======== Extracted material

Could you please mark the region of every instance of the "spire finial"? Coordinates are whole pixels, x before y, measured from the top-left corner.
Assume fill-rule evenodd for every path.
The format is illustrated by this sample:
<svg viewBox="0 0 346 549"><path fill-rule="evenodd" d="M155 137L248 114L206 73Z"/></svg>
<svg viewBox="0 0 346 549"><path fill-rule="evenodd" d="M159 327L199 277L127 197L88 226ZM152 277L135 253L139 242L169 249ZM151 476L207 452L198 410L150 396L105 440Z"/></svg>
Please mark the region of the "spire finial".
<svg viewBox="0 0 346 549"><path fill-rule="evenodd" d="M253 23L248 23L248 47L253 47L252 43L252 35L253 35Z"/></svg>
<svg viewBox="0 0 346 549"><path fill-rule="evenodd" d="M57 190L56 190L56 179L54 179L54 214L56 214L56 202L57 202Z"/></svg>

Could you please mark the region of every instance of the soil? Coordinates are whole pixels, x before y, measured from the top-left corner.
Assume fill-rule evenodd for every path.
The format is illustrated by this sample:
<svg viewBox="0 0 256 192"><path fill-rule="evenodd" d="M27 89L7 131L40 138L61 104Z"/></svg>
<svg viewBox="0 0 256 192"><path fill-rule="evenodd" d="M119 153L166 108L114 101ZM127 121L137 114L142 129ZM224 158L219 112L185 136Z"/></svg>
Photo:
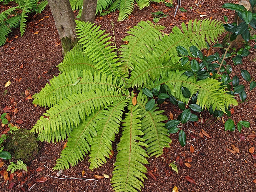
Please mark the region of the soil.
<svg viewBox="0 0 256 192"><path fill-rule="evenodd" d="M123 43L122 39L127 35L129 28L142 20L152 21L151 12L160 11L168 15L161 18L158 23L166 27L164 32L166 33L170 33L174 26L180 27L182 22L186 22L190 19L207 18L223 20L225 15L229 21L233 20L234 12L221 7L224 3L234 1L195 1L198 6L194 1L181 1L181 7L187 12L178 11L175 17L173 15L177 5L176 1L175 7L173 8L165 7L163 3L151 3L150 7L140 10L135 6L131 17L123 22L116 22L118 13L116 12L97 17L95 23L101 25L101 28L106 29L106 32L112 36L113 30L118 48ZM9 5L0 3L0 12ZM206 14L202 13L204 12ZM200 17L204 14L206 16ZM54 75L58 75L59 71L56 66L62 61L63 56L49 7L41 14L30 15L27 20L27 28L23 37L20 36L18 29L14 29L9 34L9 43L0 47L0 114L8 112L9 109L9 122L21 128L30 129L46 110L43 108L34 106L31 95L40 91ZM220 38L220 43L223 37ZM114 39L112 38L111 41L113 41ZM242 81L239 73L240 69L243 69L247 70L255 78L255 52L253 52L244 58L243 65L234 67L231 76L236 74ZM233 65L232 61L227 62ZM9 80L11 84L5 87L6 83ZM231 118L236 122L241 120L249 121L249 128L243 127L241 134L237 129L233 132L225 131L223 121L228 119L227 117L224 116L222 119L213 118L207 112L202 113L203 119L206 121L203 124L198 122L187 123L183 126L187 143L184 147L179 144L178 134L172 134L170 137L173 142L170 148L165 148L161 156L148 159L150 163L147 166L148 170L155 176L156 180L148 176L142 191L170 192L175 186L179 191L185 192L255 191L256 159L248 150L256 147L256 138L250 138L248 136L255 134L256 131L256 92L255 89L249 91L248 87L246 89L248 97L246 101L233 108L234 113ZM15 109L18 111L15 114ZM160 109L164 109L168 116L171 113L175 118L181 112L170 103L161 105ZM0 132L3 133L6 128L0 127ZM211 138L200 137L199 134L201 129ZM245 137L244 141L241 139L242 136ZM66 141L39 142L39 154L27 164L28 172L15 172L11 182L5 181L2 175L0 176L0 190L112 191L110 180L116 155L115 151L113 158L93 171L89 169L88 157L85 157L85 161L76 167L64 170L58 177L57 175L57 172L53 171L52 168ZM116 144L114 142L114 149ZM231 152L231 145L237 147L239 152ZM193 153L190 150L191 146L194 149ZM254 154L256 154L256 152ZM178 166L178 174L168 166L175 161ZM9 164L7 161L3 162L4 164L0 170L6 170L7 165ZM83 176L82 172L84 174ZM2 174L3 171L0 173ZM10 172L8 173L10 177ZM110 177L97 179L94 176L103 174ZM193 178L195 184L188 181L185 176ZM78 179L82 178L98 180Z"/></svg>

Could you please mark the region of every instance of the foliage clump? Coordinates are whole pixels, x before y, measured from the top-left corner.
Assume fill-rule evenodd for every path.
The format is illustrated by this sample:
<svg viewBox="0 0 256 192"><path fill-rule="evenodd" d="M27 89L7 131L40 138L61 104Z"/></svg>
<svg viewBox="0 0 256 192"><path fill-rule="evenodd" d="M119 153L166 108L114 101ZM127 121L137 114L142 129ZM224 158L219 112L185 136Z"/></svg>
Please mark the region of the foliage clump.
<svg viewBox="0 0 256 192"><path fill-rule="evenodd" d="M8 135L4 145L16 159L25 163L32 161L38 151L35 135L24 129L20 129L13 134Z"/></svg>

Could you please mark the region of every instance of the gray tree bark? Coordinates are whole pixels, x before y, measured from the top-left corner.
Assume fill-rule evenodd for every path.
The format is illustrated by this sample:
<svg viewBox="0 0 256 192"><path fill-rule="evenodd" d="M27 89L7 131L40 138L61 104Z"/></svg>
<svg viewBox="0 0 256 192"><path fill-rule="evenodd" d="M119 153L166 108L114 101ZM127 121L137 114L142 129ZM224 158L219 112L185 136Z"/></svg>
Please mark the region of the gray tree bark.
<svg viewBox="0 0 256 192"><path fill-rule="evenodd" d="M69 0L48 0L48 3L65 55L77 43L75 17Z"/></svg>
<svg viewBox="0 0 256 192"><path fill-rule="evenodd" d="M93 23L97 8L97 0L83 0L81 20Z"/></svg>

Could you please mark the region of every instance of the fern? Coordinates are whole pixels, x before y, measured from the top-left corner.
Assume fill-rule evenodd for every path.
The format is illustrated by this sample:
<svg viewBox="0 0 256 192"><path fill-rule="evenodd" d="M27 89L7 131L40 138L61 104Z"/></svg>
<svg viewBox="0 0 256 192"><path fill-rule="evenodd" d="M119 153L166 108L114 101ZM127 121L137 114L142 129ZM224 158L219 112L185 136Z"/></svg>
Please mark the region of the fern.
<svg viewBox="0 0 256 192"><path fill-rule="evenodd" d="M140 92L135 102L133 91L162 86L188 104L183 87L191 96L197 94L197 104L202 108L226 113L226 108L237 104L217 80L198 81L196 76L185 75L191 68L188 64L181 66L176 49L178 45L204 47L205 40L214 41L221 33L221 29L215 28L220 24L190 21L187 28L182 24L183 32L175 28L170 36L163 37L161 26L141 22L125 38L129 43L120 50L119 59L110 45L110 37L100 26L77 21L80 40L58 65L62 73L33 96L34 103L50 108L31 131L38 134L41 141L68 137L53 169L75 166L88 154L90 169L98 167L106 162L121 129L111 182L116 191L141 190L146 178L146 158L161 156L171 140L163 122L167 119L163 111L155 106L146 111L148 98ZM178 35L181 37L175 38ZM170 166L178 173L175 166Z"/></svg>
<svg viewBox="0 0 256 192"><path fill-rule="evenodd" d="M125 114L120 142L117 145L118 153L114 164L111 182L115 191L140 190L146 178L146 168L142 164L148 164L148 157L141 147L147 147L140 136L141 131L140 109L130 103L129 113Z"/></svg>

================

■ Your task: Could you write out all of the material above line for line, with the pictures left out?

■ Final answer:
Could you please mark the region of every instance of the "spire finial"? Coordinates are whole pixels, x before y, measured from the top-left corner.
Assume fill-rule evenodd for every path.
The format is illustrated by this sample:
<svg viewBox="0 0 346 549"><path fill-rule="evenodd" d="M155 137L248 114L206 73Z"/></svg>
<svg viewBox="0 0 346 549"><path fill-rule="evenodd" d="M159 327L199 277L127 197L88 226ZM152 277L135 253L139 242L169 249ZM151 476L207 452L198 410L150 396L105 440Z"/></svg>
Please mark the region of the "spire finial".
<svg viewBox="0 0 346 549"><path fill-rule="evenodd" d="M253 23L248 23L248 47L253 47L252 43L252 35L253 35Z"/></svg>
<svg viewBox="0 0 346 549"><path fill-rule="evenodd" d="M57 190L56 190L56 179L54 179L54 214L56 214L56 202L57 202Z"/></svg>

Could you please mark the region of every instance of the soil? Coordinates are whole pixels, x before y, measured from the top-left corner.
Assume fill-rule evenodd for every path.
The format is illustrated by this sample:
<svg viewBox="0 0 256 192"><path fill-rule="evenodd" d="M27 89L7 131L40 138L61 104Z"/></svg>
<svg viewBox="0 0 256 192"><path fill-rule="evenodd" d="M119 153L166 108L114 101ZM127 121L137 114L142 129ZM224 158L219 112L185 136Z"/></svg>
Photo:
Please mark the region of the soil.
<svg viewBox="0 0 256 192"><path fill-rule="evenodd" d="M123 43L122 39L127 35L129 28L142 20L152 21L151 12L160 11L168 15L161 18L158 23L166 27L164 32L166 33L170 33L174 26L180 27L182 22L186 22L190 19L207 18L223 20L225 15L229 21L233 20L234 12L221 7L224 3L234 1L195 1L198 6L194 1L181 1L181 7L187 12L178 11L175 17L173 15L177 5L176 1L175 7L173 8L165 7L163 3L151 3L150 7L140 10L135 6L131 17L123 22L116 22L118 13L116 12L97 17L95 23L101 25L101 28L106 29L106 32L112 36L113 30L118 48ZM9 5L0 3L0 12ZM206 14L202 13L204 12ZM200 17L204 14L206 16ZM54 75L58 75L59 71L56 66L62 61L63 56L49 7L41 14L30 15L27 20L27 28L23 37L20 36L18 29L14 29L9 34L9 43L0 47L0 114L8 112L9 109L9 122L21 128L30 129L46 110L43 108L34 106L31 95L40 91ZM220 38L220 43L223 37ZM114 39L112 38L111 41L113 41ZM242 81L239 73L240 69L243 69L247 70L255 78L255 52L253 52L244 58L243 65L234 67L231 76L236 74ZM233 65L232 61L227 62ZM9 80L11 84L5 87L6 83ZM231 118L236 122L241 120L249 121L249 128L243 127L241 134L237 129L233 132L225 131L223 121L228 119L227 117L224 116L222 119L213 118L207 112L202 113L203 119L206 121L203 124L198 122L187 123L183 126L187 143L184 147L179 144L178 134L172 134L170 137L173 142L170 148L165 148L161 156L148 159L150 163L147 166L148 170L155 176L156 180L148 176L142 191L170 192L175 186L179 191L185 192L255 191L256 159L248 150L256 147L256 138L250 138L248 136L255 134L256 131L256 92L255 89L249 91L248 87L246 89L248 97L246 101L233 108L234 113ZM15 109L18 111L15 114ZM160 109L164 109L168 116L171 113L175 118L181 112L170 103L161 105ZM0 132L3 133L6 128L0 127ZM211 138L200 137L199 134L201 129ZM245 137L244 141L241 139L242 136ZM66 141L39 142L39 154L27 164L28 172L15 172L11 182L5 181L2 175L0 176L0 190L112 191L110 180L116 155L115 151L113 158L93 171L89 169L88 157L85 157L85 161L76 167L64 170L58 177L57 175L57 172L53 171L52 168ZM116 144L114 142L114 149ZM231 152L231 145L237 147L239 152ZM193 153L190 150L191 146L194 149ZM254 154L256 154L256 152ZM178 166L178 174L168 166L175 161ZM9 164L7 161L3 162L4 164L0 170L6 170L7 165ZM83 176L82 172L84 174ZM2 174L3 171L0 173ZM10 172L8 173L10 177ZM110 177L97 179L94 176L103 174ZM193 178L195 184L188 181L185 176ZM78 179L82 178L98 180Z"/></svg>

Could you please mark the region of every instance of the foliage clump? Coordinates are whole pixels, x before y, measured from the top-left corner.
Assume fill-rule evenodd for every path.
The format is illustrated by this sample:
<svg viewBox="0 0 256 192"><path fill-rule="evenodd" d="M27 89L7 131L40 138L61 104Z"/></svg>
<svg viewBox="0 0 256 192"><path fill-rule="evenodd" d="M119 153L166 108L114 101ZM127 121L137 114L142 129ZM224 158L219 112L185 136Z"/></svg>
Please mark the region of the foliage clump.
<svg viewBox="0 0 256 192"><path fill-rule="evenodd" d="M8 135L4 145L16 159L25 163L32 161L38 151L35 135L24 129L20 129L13 134Z"/></svg>

Could you please mark the region of every instance of the gray tree bark? Coordinates are whole pixels, x before y, measured from the top-left corner.
Assume fill-rule evenodd for every path.
The format is illustrated by this sample:
<svg viewBox="0 0 256 192"><path fill-rule="evenodd" d="M27 89L7 131L40 138L61 104Z"/></svg>
<svg viewBox="0 0 256 192"><path fill-rule="evenodd" d="M119 153L166 108L114 101ZM127 121L137 114L142 129ZM224 158L219 112L185 136Z"/></svg>
Please mark the region of the gray tree bark.
<svg viewBox="0 0 256 192"><path fill-rule="evenodd" d="M69 0L48 0L48 3L65 55L77 43L75 17Z"/></svg>
<svg viewBox="0 0 256 192"><path fill-rule="evenodd" d="M93 23L97 8L97 0L83 0L81 20Z"/></svg>

Could you please mark the region of every instance of the fern? Coordinates are whole pixels, x before y, measured from the top-left corner.
Assume fill-rule evenodd for every path.
The format is illustrated by this sample:
<svg viewBox="0 0 256 192"><path fill-rule="evenodd" d="M27 89L7 131L40 138L61 104Z"/></svg>
<svg viewBox="0 0 256 192"><path fill-rule="evenodd" d="M119 153L166 108L114 101ZM127 121L137 114L142 129ZM224 158L219 112L185 136Z"/></svg>
Please mark the region of the fern.
<svg viewBox="0 0 256 192"><path fill-rule="evenodd" d="M140 92L135 102L133 91L162 86L188 104L183 87L191 96L197 94L197 104L202 108L226 113L226 108L237 104L217 80L198 81L196 76L185 75L191 68L188 64L181 66L176 49L178 45L204 47L205 40L214 41L221 33L221 29L215 28L220 24L190 21L187 28L182 24L183 32L175 28L170 36L163 37L161 26L141 22L125 38L129 43L120 50L119 59L110 45L110 37L100 26L77 21L80 40L58 65L62 73L33 96L34 103L50 108L31 131L38 134L41 141L68 137L53 169L75 166L88 154L90 169L98 167L106 162L121 129L111 182L116 191L141 190L146 178L146 158L161 156L171 140L163 122L167 119L163 111L155 106L146 111L148 98ZM178 35L181 37L175 38ZM170 166L178 173L175 166Z"/></svg>
<svg viewBox="0 0 256 192"><path fill-rule="evenodd" d="M125 114L120 142L117 145L118 153L114 164L111 182L115 191L140 190L146 178L146 168L142 164L148 164L148 157L141 147L147 147L140 136L141 131L140 109L130 103L129 113Z"/></svg>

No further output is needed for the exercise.